Items from a data source:
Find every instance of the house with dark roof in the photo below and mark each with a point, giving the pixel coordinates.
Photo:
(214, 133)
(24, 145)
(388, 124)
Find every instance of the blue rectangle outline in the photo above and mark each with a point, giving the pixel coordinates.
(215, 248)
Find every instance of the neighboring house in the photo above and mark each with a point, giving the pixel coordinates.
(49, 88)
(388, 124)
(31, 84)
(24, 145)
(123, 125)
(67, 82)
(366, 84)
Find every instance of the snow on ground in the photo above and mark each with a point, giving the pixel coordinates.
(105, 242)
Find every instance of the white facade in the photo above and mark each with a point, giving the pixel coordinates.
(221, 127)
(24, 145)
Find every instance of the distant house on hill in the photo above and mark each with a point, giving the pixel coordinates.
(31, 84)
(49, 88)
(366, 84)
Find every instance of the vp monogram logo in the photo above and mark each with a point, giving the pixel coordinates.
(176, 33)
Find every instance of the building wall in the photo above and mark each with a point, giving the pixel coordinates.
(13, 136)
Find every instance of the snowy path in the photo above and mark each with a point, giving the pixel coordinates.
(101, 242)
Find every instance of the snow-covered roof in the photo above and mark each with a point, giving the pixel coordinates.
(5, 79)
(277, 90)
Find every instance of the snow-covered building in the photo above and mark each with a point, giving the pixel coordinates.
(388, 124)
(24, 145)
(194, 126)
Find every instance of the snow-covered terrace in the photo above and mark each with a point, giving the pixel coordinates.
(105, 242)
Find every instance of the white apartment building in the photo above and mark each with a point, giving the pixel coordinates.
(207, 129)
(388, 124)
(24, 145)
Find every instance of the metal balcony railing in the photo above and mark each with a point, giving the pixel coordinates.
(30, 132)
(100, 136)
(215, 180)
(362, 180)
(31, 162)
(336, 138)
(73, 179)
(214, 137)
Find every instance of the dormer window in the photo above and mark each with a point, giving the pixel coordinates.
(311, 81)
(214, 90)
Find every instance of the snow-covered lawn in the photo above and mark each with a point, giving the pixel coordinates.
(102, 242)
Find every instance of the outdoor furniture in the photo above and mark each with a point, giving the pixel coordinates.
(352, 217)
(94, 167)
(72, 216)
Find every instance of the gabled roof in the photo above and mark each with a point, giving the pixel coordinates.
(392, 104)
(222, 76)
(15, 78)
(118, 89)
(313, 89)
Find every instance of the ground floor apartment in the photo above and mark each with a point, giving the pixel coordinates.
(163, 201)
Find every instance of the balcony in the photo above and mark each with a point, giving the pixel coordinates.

◆ Exercise requirements
Copy out exactly the lines between the line with "Find every instance of the ground" and the last line of the entries, counting both of those lines.

◆ Your response
Find every instance of the ground floor apartment in the photo above and mark each with a point, giving the pixel coordinates.
(163, 201)
Find every instance of the balcony in the photo above and mark each with a point, giving the pixel coordinates.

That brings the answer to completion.